──────── MATERIAL SUPPLIED ────────
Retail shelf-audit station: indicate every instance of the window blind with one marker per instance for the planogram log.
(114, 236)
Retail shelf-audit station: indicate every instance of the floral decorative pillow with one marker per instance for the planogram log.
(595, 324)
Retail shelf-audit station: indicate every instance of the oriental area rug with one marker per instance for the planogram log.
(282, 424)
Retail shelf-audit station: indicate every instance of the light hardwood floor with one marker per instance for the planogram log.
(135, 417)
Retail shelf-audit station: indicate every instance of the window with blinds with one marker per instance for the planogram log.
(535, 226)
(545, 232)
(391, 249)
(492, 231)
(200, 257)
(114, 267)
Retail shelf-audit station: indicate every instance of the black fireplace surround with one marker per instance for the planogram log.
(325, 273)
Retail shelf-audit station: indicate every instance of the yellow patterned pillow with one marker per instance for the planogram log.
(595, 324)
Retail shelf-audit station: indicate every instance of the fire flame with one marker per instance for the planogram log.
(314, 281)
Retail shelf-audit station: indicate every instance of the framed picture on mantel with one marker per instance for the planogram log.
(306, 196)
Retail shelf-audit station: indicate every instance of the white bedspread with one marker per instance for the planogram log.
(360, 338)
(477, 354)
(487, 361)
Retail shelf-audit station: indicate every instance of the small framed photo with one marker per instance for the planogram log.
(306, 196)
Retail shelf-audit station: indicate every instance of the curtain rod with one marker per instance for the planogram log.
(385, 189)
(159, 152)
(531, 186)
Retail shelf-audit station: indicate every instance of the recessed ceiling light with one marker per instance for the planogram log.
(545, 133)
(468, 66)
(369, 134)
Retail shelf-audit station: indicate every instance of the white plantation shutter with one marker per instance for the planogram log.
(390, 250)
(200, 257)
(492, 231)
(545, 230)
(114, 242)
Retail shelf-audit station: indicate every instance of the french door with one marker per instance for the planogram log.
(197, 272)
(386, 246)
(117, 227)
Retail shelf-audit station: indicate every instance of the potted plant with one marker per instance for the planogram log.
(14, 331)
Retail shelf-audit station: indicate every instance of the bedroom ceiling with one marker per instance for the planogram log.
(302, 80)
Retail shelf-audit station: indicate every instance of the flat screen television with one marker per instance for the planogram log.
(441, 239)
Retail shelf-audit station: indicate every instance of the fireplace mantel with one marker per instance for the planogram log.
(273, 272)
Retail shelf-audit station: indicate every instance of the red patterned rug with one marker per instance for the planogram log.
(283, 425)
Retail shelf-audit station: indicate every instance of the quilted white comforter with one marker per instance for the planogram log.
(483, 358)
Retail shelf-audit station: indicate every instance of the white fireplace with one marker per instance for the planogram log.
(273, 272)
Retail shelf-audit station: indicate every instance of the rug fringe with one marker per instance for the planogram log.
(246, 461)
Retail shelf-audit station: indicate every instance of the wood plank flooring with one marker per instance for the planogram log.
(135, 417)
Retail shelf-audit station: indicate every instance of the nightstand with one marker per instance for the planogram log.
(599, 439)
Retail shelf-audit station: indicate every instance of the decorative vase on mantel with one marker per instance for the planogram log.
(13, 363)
────────
**ABOUT THIS EXERCISE**.
Using the data above, repeat every line exactly.

**COMPLETED EXERCISE**.
Retail shelf-audit station: indicate every instance of the window blind with one marker per instance for the planogram log.
(114, 236)
Retail shelf-audit station: indicate every instance of the floral decorative pillow with one marker per instance for the planogram log.
(595, 324)
Retail shelf-audit station: indicate every instance of the oriental area rug with one marker per instance for the planogram log.
(282, 424)
Retail shelf-audit station: indicate every instance of the light hardwood floor with one marker per instance for the planogram log.
(135, 417)
Retail shelf-audit station: indicate every instance of the window with blinds with one marker per instance for the planogram log.
(535, 226)
(545, 232)
(391, 249)
(492, 231)
(200, 257)
(114, 267)
Retail shelf-audit station: indicate every instance of the black fireplace surround with one marker per instance for the planogram log.
(325, 273)
Retail shelf-audit station: indicate every instance of the yellow patterned pillow with one marker per instance for the planogram log.
(595, 324)
Retail shelf-audit station: indicate every instance of the fire flame with one marker per instance for the planogram log.
(314, 281)
Retail shelf-audit station: indicate every instance of the framed picture on mantel with one marker per instance for the planogram log.
(306, 196)
Retail shelf-audit station: indicate every instance of the white bedspread with one marker per instance for the planogram log.
(360, 338)
(477, 354)
(487, 361)
Retail shelf-audit station: indicate every instance of the small framed photo with one marker per instance for the planogram log.
(306, 196)
Retail shelf-audit station: indicate every instance of the curtain rod with one marker per instance for the planogram log.
(385, 189)
(159, 152)
(531, 186)
Retail shelf-audit station: indicate every instance of the recessed ceiling light with one marker per instance for the planogram log.
(545, 133)
(468, 66)
(369, 134)
Retail shelf-audit station: indicate every instance of the white plantation shutter with one marker per instance for the planogram log.
(390, 250)
(200, 257)
(492, 231)
(545, 230)
(114, 242)
Retail shelf-audit station: indicate every instance of the french door with one marker per instance for the planogram log.
(197, 272)
(386, 246)
(117, 227)
Retail shelf-audit station: indicate every instance of the potted plant with one marker per instance for the planogram log.
(14, 331)
Retail shelf-audit station: indicate every instance of the bedroom ceiling with one marker per instance for the planogram log.
(302, 80)
Retail shelf-audit station: indicate every instance of the flat screen television with one marker per instance for the planogram log.
(441, 239)
Retail shelf-audit station: indicate every instance of the fireplace mantel with one marker per instance for the planogram log.
(273, 272)
Retail shelf-audit station: indicate every instance of the red patterned rug with one marker per instance for the planogram log.
(283, 425)
Retail shelf-audit station: indicate every instance of the quilted white comforter with one marker per instance for the planogram log.
(483, 358)
Retail shelf-audit station: indicate every instance of the white fireplace with one marker per instance for the planogram log.
(273, 272)
Retail shelf-audit station: indicate every instance of the rug fringe with one marker per instance for the planogram log.
(246, 461)
Retail shelf-audit station: indicate every instance of the wood plank flooring with one marker per instance for the planogram log.
(135, 417)
Retail shelf-audit station: indicate every instance of the nightstand with one marker per instance for the planogram log.
(599, 439)
Retail shelf-audit station: indicate every instance of the decorative vase on mantel with one marker per instance for the planogram log.
(13, 363)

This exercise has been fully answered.